--- Excerpt provided ---
UCLA Health reneges on announced $5,000 housing stipend to resident physicians
UCLA Health told UCLA David Geffen School of Medicine residents they would receive a $5,000 housing stipend after tax. When the residents and fellows received their stipends Aug. 31 as part of their September paycheck, they noticed it was hundreds of dollars short.(Liz Ketcham/Assistant Photo editor)
Oct. 3, 2018 1:40 a.m.
Medical residents at UCLA said they received only a fraction of a $5,000 housing stipend that the David Geffen School of Medicine promised them.
The David Geffen School of Medicine sent an email to residents and fellows in February announcing its first housing stipend, which was supposed to be $5,000 after taxes.
Program directors at UCLA Health planned to share this information with prospective residents, according to the email. Medical residents, or physicians in training, work at the hospital under the supervision of a practicing doctor.
The UCLA Health website continues to advertise the $5,000 after-tax stipend to residents of the UCLA Mattel Children’s Hospital as of this article’s publication.
Marguerite Thorp, a resident physician at UCLA Health, said rumors the housing stipend was not going to be as large as expected circulated around the hospital as soon as employees were able to check their pay stubs online, a few days prior to payday.
UCLA Health administration informed residents one day before paycheck distribution that the “take home” amount could be less than $5,000, according to an email medical school administration sent in August.
Administration had budgeted $6,250 for each person in an attempt to offset taxes, according to the August email.
However, when the residents and fellows received their stipends Aug. 31 as part of their September paycheck, they noticed it was hundreds of dollars short.
--- Excerpted data ---
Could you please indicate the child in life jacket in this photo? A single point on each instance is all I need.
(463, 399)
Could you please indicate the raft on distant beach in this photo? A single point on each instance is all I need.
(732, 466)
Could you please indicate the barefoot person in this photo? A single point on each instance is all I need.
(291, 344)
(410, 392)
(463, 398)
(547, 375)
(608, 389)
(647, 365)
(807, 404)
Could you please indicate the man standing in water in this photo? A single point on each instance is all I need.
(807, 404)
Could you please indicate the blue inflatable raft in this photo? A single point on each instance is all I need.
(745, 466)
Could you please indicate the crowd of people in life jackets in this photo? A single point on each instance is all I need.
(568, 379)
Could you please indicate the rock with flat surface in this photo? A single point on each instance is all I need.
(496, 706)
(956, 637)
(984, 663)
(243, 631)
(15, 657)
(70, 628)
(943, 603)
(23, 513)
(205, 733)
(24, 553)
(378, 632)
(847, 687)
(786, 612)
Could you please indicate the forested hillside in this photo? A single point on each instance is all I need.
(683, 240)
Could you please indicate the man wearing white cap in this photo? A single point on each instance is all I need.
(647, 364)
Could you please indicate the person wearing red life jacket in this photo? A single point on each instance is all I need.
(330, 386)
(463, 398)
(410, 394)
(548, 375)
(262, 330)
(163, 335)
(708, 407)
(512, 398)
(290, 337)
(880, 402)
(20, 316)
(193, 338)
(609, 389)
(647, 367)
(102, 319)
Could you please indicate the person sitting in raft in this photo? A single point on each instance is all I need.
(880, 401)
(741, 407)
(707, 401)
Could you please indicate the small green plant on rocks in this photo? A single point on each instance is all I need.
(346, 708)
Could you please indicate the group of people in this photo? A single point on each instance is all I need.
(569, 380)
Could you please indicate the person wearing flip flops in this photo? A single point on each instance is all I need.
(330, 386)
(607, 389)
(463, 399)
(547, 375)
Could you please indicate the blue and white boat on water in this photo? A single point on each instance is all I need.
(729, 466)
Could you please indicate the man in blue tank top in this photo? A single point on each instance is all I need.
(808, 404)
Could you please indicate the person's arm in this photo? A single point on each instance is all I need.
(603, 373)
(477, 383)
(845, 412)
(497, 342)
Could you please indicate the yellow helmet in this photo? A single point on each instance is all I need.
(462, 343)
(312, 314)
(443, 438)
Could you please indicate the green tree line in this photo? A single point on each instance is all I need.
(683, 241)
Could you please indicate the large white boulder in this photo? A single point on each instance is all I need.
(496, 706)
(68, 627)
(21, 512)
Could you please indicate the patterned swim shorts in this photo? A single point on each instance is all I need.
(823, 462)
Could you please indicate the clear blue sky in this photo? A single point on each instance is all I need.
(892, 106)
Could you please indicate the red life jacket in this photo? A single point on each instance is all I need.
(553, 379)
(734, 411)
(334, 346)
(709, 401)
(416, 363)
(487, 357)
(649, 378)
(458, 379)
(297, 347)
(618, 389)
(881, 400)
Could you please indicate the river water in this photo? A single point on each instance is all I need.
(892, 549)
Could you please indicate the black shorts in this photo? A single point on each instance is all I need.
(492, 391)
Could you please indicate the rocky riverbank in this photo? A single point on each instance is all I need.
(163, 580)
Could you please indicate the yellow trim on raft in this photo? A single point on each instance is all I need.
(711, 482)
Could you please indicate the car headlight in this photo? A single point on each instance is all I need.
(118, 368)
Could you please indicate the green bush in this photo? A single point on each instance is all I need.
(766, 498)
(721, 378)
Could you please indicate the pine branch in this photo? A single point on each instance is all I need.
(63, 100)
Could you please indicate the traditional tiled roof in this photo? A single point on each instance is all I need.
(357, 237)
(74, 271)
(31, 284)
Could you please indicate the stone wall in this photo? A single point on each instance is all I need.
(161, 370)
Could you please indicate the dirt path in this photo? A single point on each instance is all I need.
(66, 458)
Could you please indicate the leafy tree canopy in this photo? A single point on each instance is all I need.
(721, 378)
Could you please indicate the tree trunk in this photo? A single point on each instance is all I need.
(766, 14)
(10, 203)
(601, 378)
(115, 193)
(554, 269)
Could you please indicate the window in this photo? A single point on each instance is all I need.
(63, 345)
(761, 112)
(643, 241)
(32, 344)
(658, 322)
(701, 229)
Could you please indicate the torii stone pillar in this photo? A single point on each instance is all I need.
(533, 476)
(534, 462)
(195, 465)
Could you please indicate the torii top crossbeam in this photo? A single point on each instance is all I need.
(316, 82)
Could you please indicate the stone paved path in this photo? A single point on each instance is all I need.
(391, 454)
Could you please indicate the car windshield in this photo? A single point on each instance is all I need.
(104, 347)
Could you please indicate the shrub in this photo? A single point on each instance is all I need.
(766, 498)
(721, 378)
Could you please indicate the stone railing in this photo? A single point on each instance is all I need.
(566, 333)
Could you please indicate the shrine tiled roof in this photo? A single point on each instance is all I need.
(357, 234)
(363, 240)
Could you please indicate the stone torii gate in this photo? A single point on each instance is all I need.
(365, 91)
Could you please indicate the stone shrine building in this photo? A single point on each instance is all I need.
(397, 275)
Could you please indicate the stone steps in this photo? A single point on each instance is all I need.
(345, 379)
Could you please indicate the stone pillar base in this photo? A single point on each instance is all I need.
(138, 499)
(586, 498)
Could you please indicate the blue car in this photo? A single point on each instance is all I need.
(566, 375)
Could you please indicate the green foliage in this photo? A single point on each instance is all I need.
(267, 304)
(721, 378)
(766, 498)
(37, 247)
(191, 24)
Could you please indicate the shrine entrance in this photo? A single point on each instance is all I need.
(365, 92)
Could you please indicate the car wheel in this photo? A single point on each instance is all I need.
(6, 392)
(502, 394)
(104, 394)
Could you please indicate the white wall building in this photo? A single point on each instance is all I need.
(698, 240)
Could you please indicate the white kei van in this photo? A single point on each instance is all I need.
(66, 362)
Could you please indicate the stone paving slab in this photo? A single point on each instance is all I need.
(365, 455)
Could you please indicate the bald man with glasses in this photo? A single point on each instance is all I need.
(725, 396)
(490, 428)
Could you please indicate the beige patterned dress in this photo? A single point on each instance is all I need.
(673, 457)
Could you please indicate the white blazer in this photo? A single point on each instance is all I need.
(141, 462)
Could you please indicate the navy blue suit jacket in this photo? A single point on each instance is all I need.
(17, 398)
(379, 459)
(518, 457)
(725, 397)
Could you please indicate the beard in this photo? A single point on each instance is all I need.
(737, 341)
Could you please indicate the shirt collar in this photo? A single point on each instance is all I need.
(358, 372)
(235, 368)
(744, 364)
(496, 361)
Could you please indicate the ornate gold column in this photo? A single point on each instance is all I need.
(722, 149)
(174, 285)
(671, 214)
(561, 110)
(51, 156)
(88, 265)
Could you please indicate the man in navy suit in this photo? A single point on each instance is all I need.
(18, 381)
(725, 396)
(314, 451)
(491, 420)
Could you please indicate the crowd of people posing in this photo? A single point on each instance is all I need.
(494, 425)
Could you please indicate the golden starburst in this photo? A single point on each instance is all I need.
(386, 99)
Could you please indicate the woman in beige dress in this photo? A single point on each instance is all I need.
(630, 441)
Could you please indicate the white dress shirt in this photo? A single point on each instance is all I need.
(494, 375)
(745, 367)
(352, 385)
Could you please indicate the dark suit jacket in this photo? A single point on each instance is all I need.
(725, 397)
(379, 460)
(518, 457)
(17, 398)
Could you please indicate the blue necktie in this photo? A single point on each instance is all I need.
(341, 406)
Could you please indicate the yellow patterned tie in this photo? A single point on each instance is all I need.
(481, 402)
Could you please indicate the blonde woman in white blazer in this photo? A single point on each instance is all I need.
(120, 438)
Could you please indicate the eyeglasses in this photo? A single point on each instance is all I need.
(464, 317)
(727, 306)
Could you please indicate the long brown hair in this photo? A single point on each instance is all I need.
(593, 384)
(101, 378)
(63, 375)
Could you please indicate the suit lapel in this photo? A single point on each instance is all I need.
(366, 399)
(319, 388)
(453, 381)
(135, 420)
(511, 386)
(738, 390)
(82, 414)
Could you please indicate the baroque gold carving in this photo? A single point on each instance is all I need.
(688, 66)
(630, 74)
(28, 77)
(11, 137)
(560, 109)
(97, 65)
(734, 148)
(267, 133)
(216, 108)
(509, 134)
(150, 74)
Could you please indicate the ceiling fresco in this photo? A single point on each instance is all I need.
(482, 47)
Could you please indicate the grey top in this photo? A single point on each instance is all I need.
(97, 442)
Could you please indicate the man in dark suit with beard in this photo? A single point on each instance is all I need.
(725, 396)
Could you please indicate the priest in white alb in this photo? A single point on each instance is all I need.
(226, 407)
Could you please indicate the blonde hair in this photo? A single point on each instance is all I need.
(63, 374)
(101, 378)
---
*To do*:
a: According to the article on the UCLA Health housing stipend, how much had administration budgeted for each person to offset taxes?
b: Continue the article on the UCLA Health housing stipend from its last paragraph.

*Solved problems*:
a: $6,250 per person.

b:
For example, Thorp said she and most of the residents she talked to received $3,800 after taxes as the take-home amount for the housing stipend.
The contract Geffen School of Medicine residents must agree to does not contain any provisions regarding their housing stipends, which could prevent residents from filing an official grievance since their stipend amount was communicated via email.
Tami Dennis, a UCLA Health spokesperson, said the UCLA administration is looking into the matter but currently cannot access financial records given the implementation of UCPath, UCLA’s new payroll system.
“We have had an inquiry from the union representing these employees and we are looking into the request,” Dennis said.
Residents and fellows at Geffen School of Medicine are represented by the Committee of Interns and Residents, a union that represents more than 1,500 residents around the country. The UCLA unit of CIR was certified in July due to a grassroots campaign by UCLA’s medical residents.
Thorp said residents and fellows formed the union in order to have a say in their contract. Before this, residents had to agree to terms of employment rather than participate in a negotiated contract.
Peter Treut, a UCLA Emergency Medicine resident, said he was an applicant when the information was being distributed and said he remembers hearing about the stipend from others. He added that some applicants received an email from their program directors providing this information.
However, Treut said he thinks the administration was not able to honor their commitment due to a financial miscalculation.
“There doesn’t appear to have been any ill intent,” Treut said. “I’m hopeful that once (Graduate Medical Education) has had the time to review numbers thoroughly they will rectify the mistake.”
Treut added the housing stipend was a result of residents and administration coming together to advocate for resident well-being given that financial stress and general working conditions for doctors can affect patient care.
UC San Francisco offers its residents $12,100 to offset the cost of housing and UC San Diego offers $5,000, according to their respective websites.
UC Office of the President spokesperson Danielle Smith said the housing stipend that UCLA Health offers is less than what is offered by UCSF Medical Center because UCSF is located in a more expensive housing market.
“Housing stipends, when available, are negotiated based on the local housing market for each medical school,” Smith said.
According to Curbed LA, Westwood has a median rent of $2,650, making it one of the most expensive neighborhoods in Los Angeles.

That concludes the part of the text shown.